--- Image-grounded pointing data ---
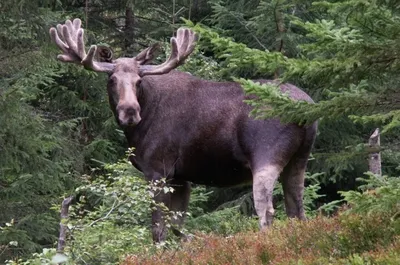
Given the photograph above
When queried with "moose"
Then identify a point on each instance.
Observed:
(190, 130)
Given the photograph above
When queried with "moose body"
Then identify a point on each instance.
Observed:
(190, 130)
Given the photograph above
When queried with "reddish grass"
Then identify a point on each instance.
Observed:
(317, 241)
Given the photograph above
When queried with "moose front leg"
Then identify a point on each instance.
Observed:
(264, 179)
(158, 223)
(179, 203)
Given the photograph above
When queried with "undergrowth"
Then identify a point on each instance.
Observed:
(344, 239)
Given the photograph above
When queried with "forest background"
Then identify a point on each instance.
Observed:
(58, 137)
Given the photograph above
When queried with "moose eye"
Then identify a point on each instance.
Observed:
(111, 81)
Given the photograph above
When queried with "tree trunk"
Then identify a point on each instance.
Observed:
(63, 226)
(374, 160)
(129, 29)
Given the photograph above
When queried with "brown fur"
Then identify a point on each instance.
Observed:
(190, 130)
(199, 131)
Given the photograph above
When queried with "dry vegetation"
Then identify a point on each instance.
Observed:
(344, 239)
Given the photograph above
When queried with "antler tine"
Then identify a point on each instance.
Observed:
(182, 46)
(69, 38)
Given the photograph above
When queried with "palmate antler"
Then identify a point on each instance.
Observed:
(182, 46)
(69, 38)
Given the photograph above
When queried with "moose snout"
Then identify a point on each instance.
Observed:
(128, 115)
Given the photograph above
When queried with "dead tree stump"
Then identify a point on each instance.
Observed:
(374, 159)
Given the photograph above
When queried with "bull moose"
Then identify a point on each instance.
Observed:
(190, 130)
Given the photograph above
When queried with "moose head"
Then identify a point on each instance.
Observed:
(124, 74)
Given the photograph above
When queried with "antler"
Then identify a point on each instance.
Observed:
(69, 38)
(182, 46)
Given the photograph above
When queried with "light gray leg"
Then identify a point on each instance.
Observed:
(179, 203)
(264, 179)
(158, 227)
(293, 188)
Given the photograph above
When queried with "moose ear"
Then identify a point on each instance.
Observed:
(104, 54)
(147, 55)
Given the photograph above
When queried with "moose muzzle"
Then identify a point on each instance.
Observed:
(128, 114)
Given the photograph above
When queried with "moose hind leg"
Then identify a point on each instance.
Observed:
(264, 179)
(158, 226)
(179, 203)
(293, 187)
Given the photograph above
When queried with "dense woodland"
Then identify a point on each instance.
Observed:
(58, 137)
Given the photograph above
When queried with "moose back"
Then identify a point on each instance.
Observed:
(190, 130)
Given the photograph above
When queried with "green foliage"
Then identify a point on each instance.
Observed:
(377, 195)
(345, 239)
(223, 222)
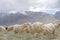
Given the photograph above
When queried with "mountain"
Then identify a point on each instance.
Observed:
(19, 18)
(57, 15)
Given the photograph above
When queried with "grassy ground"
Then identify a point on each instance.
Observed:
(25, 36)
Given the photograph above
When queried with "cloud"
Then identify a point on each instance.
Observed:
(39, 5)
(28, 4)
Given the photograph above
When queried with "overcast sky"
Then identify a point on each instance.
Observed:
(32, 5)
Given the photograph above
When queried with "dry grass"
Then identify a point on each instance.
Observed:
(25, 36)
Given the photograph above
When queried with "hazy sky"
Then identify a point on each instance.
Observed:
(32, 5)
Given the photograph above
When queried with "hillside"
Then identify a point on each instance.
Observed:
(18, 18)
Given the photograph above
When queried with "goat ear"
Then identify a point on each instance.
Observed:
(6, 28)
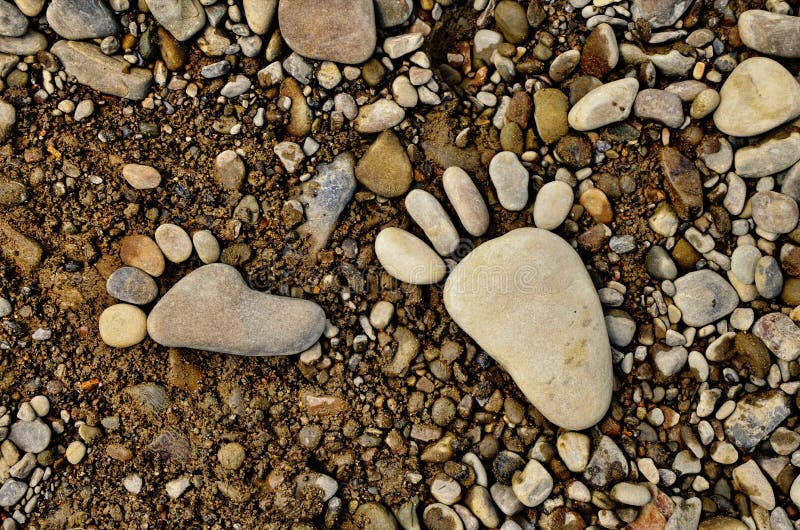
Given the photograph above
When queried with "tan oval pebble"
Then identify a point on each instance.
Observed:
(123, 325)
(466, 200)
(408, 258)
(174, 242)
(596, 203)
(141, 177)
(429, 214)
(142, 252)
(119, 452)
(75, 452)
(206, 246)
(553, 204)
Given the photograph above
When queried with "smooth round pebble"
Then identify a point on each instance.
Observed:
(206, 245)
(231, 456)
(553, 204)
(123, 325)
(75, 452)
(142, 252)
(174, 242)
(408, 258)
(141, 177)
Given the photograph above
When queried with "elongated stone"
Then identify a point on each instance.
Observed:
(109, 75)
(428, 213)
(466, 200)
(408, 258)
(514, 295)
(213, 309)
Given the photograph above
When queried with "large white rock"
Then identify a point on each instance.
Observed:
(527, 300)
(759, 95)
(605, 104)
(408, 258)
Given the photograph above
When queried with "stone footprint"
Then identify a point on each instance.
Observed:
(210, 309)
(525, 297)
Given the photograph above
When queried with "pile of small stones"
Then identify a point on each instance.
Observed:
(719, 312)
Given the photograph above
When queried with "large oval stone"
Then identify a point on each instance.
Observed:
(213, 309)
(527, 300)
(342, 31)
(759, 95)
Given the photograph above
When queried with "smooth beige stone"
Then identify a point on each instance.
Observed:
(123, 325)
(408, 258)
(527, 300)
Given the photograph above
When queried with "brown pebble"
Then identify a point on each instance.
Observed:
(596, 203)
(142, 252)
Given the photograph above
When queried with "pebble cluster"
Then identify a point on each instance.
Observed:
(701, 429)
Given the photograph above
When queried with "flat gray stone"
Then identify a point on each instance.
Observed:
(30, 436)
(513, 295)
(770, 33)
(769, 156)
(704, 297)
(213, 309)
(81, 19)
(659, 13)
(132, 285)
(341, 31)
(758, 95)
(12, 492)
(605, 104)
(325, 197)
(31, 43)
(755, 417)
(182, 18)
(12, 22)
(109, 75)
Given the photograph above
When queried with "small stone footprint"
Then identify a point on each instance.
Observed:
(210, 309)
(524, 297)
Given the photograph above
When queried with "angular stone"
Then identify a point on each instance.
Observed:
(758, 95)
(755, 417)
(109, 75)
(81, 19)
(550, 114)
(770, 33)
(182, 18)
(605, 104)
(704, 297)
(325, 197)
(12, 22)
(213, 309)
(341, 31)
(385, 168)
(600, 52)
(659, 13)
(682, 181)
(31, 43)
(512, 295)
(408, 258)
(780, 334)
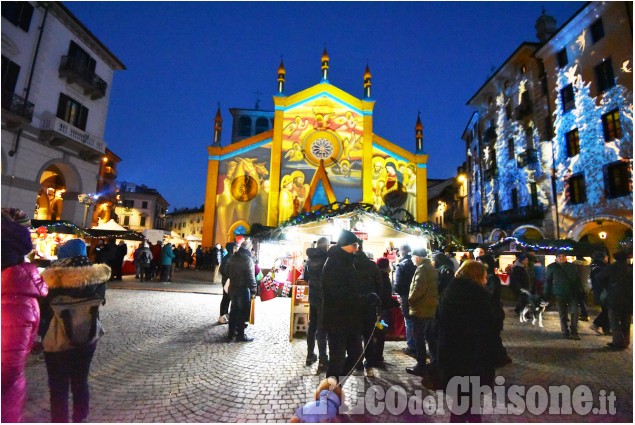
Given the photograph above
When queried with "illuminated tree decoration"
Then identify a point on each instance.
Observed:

--- What you need to do ---
A word-for-word copy of the data, without its pictures, is what is needed.

--- Result of the exercise ---
Given the photograph above
When queried with "moose"
Then identify a point on each instance.
Observed:
(190, 130)
Given the photograph above
When queried with "moose body"
Then identify a point on each instance.
Observed:
(190, 130)
Given the photograph above
When queried with "reddish grass"
Then identify a point on each instance.
Observed:
(317, 241)
Given the photograph above
When queried with "moose front leg"
Then identify a point on each instance.
Observed:
(264, 179)
(158, 223)
(179, 203)
Given the photograph above
When queried with "undergrowth"
Then identify a point on each instance.
Observed:
(344, 239)
Given the photograph above
When queried with "forest background"
Then identify a point on each instance.
Observed:
(58, 137)
Given the photograph above
When queried with "moose eye"
Then identify a point on each instance.
Observed:
(111, 81)
Given the photograph above
When queried with "tree trunk"
Then identify a point on each instance.
Observed:
(63, 226)
(374, 160)
(129, 29)
Given the photograph above
When queried with "brown fur"
Then identify a point on each instance.
Observed:
(190, 130)
(199, 131)
Given the photograph above
When queried with "dry vegetation"
Then identify a point on each instance.
Observed:
(344, 239)
Given the photograph above
When queried with "antler tine"
Then identify a point on each instance.
Observed:
(182, 46)
(69, 38)
Given the photograph above
When queried with "palmate antler"
Then identify a point on each instance.
Observed:
(182, 46)
(69, 38)
Given the photograph above
When queried with "moose snout"
Then identify a point on each instance.
Observed:
(128, 115)
Given the photograph above
When queried with "dead tree stump"
Then identify a point on each instance.
Observed:
(374, 159)
Given the photograph above
When queried with "bull moose"
Then identify a point on each instance.
Observed:
(190, 130)
Given the photograph above
When queried with "moose head"
Then identify a point on each instance.
Observed:
(124, 74)
Given the photograph above
When queried with "antler"
Then identify a point on each instance.
Observed:
(69, 38)
(182, 46)
Given the photograph above
When queried with "light gray leg"
Then identify a point on each instance.
Observed:
(179, 203)
(264, 179)
(158, 227)
(293, 188)
Given the photograph above
When queried with "moose ear"
Then identify a point on each instance.
Observed:
(104, 54)
(147, 55)
Given the photograph above
When queried with "moose muzzle"
Then identify a point on each instance.
Observed:
(128, 114)
Given the photograph above
When queried with "moose hind leg"
Then identify a point on each instance.
Observed:
(264, 179)
(158, 226)
(179, 203)
(293, 187)
Given the photograph above
When queried with "dense woodland"
Then identify a point on each instance.
Observed:
(58, 137)
Given the photograph above
When queried with "moose back"
Then identify a point on each instance.
Observed:
(190, 130)
Given the photograph above
When queried with "green foliage"
Then identify a point on each instance.
Observed:
(377, 195)
(345, 239)
(223, 222)
Given the photograph above
When queried with "mountain"
Then identify a point on each instance.
Observed:
(19, 18)
(57, 15)
Given the photograph above
When queried with "grassy ground"
Then identify a point on each instance.
Observed:
(25, 36)
Given the photograph above
When queried with "cloud"
Then identify a point on each instance.
Observed:
(39, 5)
(28, 4)
Given the photograph above
When queried with "overcast sky"
Then identify a point on each instance.
Observed:
(32, 5)
Given the photograph above
When queried with "dry grass"
Then identify a point on each instance.
Observed:
(25, 36)
Given the photograph above
When queried with "hazy sky"
Then identify a point on each instance.
Observed:
(32, 5)
Given the photograph above
When queried with "hillside"
Then identify a point on each instance.
Observed:
(18, 18)
Given the photograph above
When queried with "goat ear"
Then identify a point on each instance.
Observed:
(6, 28)
Given the photograph above
When queried with "tan oval pebble"
Then identify a point on each instance.
Observed:
(123, 325)
(466, 200)
(408, 258)
(174, 242)
(596, 203)
(141, 177)
(429, 214)
(142, 252)
(119, 452)
(75, 452)
(206, 246)
(553, 204)
Given the photograph above
When queried with "smooth round pebble"
Then identify a point on each instance.
Observed:
(206, 245)
(231, 456)
(553, 204)
(123, 325)
(75, 452)
(142, 252)
(174, 242)
(408, 258)
(141, 177)
Given the photograph above
When queried with "elongated stone"
Then identify a point on each instance.
Observed:
(109, 75)
(428, 213)
(466, 200)
(408, 258)
(514, 295)
(213, 309)
Given the photograph above
When queried with "large white rock"
Then identify a point on each instance.
Observed:
(527, 300)
(759, 95)
(605, 104)
(408, 258)
Given the photograph above
When queried with "stone footprint"
Then identify a point on each instance.
Observed:
(210, 309)
(525, 297)
Given the photograph above
When queried with "pile of small stones"
Then identify a point on each instance.
Observed:
(719, 312)
Given the photograph above
When queried with "large oval stone"
Then identify a point on each instance.
Observed:
(213, 309)
(527, 300)
(342, 31)
(759, 95)
Given the photograph above
When queried with "smooth beige stone"
Then identify a point on each instance.
Observed:
(123, 325)
(408, 258)
(527, 300)
Given the photograph above
When queried with "brown pebble"
Then identify a point on each instance.
Observed:
(596, 203)
(142, 252)
Given the photograph above
When queried with "pebble cluster"
Then identify a point on each instance.
Observed:
(701, 429)
Given the photograph above
When queried with "flat gray stone"
Then identify a point on each instance.
Observed:
(30, 436)
(513, 295)
(770, 33)
(769, 156)
(704, 297)
(213, 309)
(81, 19)
(659, 13)
(132, 285)
(341, 31)
(758, 95)
(12, 492)
(605, 104)
(325, 197)
(31, 43)
(755, 417)
(182, 18)
(12, 22)
(109, 75)
Given the photograph above
When queried with "small stone footprint"
Then identify a point on each instance.
Observed:
(210, 309)
(524, 297)
Given the photograph above
When queried with "angular stone"
Then identify a point on each instance.
Observed:
(758, 95)
(755, 417)
(109, 75)
(81, 19)
(550, 114)
(770, 33)
(182, 18)
(605, 104)
(704, 297)
(325, 197)
(12, 22)
(213, 309)
(341, 31)
(385, 168)
(600, 52)
(659, 13)
(682, 181)
(31, 43)
(512, 295)
(408, 258)
(780, 334)
Given the photograph above
When queried with "illuminated tree decoration"
Then identify a point on each instance.
Observed:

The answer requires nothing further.